■ EXERCISE PROMPT ■
Pick out each line below that contains the word "bride" and copy those lines in full.

* * * * *

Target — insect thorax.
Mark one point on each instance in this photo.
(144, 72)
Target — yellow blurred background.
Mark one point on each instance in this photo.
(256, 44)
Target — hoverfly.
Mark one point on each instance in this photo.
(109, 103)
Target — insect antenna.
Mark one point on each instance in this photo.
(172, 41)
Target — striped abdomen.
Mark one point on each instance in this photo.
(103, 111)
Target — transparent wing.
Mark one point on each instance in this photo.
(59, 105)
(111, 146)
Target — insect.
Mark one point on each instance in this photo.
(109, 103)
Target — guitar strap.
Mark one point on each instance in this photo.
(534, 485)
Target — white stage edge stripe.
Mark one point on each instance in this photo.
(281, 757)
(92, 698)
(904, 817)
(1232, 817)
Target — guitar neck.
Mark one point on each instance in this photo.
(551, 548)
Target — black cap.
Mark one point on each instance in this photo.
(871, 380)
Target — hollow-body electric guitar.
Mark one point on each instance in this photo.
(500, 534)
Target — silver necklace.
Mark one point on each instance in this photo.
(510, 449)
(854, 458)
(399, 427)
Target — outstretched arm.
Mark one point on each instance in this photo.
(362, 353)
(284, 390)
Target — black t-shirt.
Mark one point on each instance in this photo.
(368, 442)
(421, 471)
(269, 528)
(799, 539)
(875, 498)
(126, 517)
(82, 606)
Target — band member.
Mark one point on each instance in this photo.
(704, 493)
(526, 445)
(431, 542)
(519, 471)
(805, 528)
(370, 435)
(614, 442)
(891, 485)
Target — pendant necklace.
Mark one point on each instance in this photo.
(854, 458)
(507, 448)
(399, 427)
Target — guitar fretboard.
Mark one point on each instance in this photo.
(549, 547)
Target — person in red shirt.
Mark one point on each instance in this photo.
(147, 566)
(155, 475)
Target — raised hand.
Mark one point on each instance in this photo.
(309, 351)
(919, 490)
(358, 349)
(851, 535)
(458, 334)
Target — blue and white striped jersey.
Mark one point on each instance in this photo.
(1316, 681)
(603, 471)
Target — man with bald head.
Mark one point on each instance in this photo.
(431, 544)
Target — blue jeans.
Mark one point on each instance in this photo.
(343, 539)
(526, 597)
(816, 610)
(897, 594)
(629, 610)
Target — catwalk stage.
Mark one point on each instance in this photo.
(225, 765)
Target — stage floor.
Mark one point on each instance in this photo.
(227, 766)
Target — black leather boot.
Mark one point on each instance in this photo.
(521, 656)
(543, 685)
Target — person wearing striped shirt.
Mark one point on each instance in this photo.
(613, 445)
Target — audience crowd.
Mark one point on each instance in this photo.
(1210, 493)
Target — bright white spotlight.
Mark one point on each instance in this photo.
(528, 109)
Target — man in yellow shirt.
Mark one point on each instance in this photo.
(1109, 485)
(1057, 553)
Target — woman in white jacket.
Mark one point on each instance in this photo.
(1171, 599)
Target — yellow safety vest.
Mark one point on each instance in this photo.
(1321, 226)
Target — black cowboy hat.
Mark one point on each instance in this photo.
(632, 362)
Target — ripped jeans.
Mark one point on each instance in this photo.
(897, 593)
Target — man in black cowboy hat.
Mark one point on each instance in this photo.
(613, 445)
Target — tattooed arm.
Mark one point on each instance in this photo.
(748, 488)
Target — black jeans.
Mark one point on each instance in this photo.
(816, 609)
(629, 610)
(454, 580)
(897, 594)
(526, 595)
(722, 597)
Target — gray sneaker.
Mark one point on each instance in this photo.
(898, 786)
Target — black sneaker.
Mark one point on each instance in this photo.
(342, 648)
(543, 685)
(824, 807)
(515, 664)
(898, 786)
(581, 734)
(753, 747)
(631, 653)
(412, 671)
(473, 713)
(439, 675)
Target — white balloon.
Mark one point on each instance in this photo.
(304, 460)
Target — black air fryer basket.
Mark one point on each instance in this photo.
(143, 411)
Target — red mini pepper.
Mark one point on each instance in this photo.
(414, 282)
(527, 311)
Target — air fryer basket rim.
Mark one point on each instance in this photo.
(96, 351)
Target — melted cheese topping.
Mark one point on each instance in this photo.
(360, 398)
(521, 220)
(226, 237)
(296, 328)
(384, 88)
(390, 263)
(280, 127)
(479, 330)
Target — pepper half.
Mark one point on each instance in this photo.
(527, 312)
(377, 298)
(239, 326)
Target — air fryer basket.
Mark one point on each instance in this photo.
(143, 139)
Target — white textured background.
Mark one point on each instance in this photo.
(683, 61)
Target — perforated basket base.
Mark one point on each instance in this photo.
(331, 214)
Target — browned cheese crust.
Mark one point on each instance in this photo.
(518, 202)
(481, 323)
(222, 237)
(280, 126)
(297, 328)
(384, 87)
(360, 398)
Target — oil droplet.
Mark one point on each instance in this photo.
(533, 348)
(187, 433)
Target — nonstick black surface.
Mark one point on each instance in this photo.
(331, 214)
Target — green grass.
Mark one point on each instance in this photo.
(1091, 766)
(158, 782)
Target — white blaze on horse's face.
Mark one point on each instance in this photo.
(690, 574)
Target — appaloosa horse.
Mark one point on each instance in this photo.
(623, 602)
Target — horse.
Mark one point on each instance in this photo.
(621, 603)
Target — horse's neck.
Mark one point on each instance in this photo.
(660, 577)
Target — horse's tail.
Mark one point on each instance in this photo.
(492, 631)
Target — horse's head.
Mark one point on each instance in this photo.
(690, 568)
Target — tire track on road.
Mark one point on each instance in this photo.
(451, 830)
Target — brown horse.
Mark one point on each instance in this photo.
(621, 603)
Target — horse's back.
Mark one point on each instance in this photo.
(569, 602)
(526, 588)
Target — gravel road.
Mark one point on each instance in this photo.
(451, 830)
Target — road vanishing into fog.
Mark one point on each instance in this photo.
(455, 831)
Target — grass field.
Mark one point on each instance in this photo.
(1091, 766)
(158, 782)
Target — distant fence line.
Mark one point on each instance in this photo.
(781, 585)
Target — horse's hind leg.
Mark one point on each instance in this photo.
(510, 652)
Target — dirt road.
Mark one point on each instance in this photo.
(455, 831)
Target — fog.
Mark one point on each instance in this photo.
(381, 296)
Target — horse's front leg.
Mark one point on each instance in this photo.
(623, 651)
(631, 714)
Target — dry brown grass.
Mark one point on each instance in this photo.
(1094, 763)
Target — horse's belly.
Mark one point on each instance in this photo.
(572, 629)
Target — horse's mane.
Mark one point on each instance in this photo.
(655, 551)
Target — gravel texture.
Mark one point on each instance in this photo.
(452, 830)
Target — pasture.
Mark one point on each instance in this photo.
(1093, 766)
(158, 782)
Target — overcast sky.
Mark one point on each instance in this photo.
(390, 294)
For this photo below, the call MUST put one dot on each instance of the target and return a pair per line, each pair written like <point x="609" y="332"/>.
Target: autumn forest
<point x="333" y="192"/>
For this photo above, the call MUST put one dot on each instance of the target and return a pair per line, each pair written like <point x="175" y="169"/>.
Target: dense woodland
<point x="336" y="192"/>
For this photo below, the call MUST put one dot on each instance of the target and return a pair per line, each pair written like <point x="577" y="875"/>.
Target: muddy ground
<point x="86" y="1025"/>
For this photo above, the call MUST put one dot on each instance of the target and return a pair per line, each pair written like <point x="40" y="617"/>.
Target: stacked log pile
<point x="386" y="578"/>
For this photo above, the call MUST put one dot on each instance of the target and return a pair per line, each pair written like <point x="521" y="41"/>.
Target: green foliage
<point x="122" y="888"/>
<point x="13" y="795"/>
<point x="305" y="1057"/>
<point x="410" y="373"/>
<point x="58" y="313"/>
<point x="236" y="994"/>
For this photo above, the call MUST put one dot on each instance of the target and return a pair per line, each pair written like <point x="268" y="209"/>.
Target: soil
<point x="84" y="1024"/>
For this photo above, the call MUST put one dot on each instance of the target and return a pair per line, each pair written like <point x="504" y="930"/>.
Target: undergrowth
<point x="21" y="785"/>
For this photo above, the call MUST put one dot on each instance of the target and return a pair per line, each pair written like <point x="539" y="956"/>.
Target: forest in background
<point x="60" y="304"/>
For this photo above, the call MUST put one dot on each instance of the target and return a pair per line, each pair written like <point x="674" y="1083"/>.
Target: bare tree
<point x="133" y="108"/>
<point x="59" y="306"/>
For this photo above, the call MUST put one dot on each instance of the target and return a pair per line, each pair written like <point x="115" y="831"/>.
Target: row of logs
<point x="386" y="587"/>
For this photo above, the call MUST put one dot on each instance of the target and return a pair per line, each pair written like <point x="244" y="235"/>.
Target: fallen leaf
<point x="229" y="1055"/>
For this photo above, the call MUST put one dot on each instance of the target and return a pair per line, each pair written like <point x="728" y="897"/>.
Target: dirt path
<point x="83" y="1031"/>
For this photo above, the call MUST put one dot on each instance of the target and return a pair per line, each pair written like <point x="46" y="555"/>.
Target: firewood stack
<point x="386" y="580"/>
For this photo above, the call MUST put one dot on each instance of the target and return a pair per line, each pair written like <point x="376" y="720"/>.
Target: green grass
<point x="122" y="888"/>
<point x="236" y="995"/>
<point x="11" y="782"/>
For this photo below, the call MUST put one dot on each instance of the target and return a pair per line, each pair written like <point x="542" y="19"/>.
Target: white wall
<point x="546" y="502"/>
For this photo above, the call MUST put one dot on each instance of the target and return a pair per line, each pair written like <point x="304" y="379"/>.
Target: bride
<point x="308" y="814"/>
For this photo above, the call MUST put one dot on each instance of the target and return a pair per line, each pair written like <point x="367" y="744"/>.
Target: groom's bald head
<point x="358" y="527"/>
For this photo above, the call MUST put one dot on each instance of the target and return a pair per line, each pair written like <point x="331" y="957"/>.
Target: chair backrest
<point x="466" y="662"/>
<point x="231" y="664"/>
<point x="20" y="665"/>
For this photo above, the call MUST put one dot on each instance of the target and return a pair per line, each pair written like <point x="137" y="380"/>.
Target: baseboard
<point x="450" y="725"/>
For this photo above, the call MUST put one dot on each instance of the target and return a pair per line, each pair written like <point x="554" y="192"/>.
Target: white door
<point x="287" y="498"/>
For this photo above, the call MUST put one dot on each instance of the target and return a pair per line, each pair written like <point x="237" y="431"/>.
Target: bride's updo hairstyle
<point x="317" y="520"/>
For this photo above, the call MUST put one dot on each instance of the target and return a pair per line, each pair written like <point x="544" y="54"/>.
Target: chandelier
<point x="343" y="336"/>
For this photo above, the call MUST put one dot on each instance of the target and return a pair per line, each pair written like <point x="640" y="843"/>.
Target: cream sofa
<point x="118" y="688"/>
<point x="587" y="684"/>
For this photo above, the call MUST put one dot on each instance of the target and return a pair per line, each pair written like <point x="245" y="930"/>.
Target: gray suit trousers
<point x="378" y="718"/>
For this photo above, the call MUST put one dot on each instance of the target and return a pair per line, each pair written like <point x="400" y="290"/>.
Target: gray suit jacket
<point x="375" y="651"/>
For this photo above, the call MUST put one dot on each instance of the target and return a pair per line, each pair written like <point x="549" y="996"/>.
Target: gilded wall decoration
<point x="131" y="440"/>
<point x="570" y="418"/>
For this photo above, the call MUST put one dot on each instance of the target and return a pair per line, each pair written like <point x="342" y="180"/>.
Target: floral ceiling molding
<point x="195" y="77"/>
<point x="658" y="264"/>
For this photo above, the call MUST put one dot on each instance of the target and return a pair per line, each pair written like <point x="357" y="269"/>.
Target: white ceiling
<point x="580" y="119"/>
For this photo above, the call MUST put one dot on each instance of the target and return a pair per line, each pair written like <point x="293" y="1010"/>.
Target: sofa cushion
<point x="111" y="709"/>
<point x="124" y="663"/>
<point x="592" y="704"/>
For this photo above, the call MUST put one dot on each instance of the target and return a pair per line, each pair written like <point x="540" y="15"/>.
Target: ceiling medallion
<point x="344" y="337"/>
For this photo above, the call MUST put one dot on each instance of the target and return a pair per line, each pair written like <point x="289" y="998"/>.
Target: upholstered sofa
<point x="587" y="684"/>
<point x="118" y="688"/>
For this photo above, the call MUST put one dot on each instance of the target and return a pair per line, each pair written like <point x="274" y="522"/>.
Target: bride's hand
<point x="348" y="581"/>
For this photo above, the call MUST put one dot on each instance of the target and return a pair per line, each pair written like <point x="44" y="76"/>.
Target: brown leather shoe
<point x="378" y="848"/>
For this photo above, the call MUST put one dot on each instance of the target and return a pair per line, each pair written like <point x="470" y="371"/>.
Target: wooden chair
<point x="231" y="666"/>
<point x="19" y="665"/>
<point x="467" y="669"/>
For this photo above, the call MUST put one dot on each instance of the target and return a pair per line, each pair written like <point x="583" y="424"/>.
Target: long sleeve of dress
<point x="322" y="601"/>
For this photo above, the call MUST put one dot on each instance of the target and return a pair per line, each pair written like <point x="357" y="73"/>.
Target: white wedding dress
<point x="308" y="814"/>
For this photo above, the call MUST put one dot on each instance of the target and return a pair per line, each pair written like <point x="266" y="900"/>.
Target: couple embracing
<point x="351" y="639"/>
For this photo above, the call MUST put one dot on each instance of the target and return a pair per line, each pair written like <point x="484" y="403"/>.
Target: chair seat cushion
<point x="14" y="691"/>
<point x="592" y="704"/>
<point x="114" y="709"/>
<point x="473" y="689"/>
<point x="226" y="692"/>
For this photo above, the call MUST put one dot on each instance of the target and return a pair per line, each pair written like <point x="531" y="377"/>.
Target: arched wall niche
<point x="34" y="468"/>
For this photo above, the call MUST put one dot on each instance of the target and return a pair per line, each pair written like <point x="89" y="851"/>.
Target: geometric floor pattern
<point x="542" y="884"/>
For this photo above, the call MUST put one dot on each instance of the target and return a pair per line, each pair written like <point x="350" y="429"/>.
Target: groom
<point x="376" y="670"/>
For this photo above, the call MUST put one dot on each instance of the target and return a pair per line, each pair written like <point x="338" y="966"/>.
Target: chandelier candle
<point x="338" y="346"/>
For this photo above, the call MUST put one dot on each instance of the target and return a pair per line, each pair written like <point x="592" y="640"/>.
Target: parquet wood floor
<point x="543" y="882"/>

* * * * *

■ COMPLETE OUTPUT ■
Target: bride
Target: bride's updo hairstyle
Target: bride's hand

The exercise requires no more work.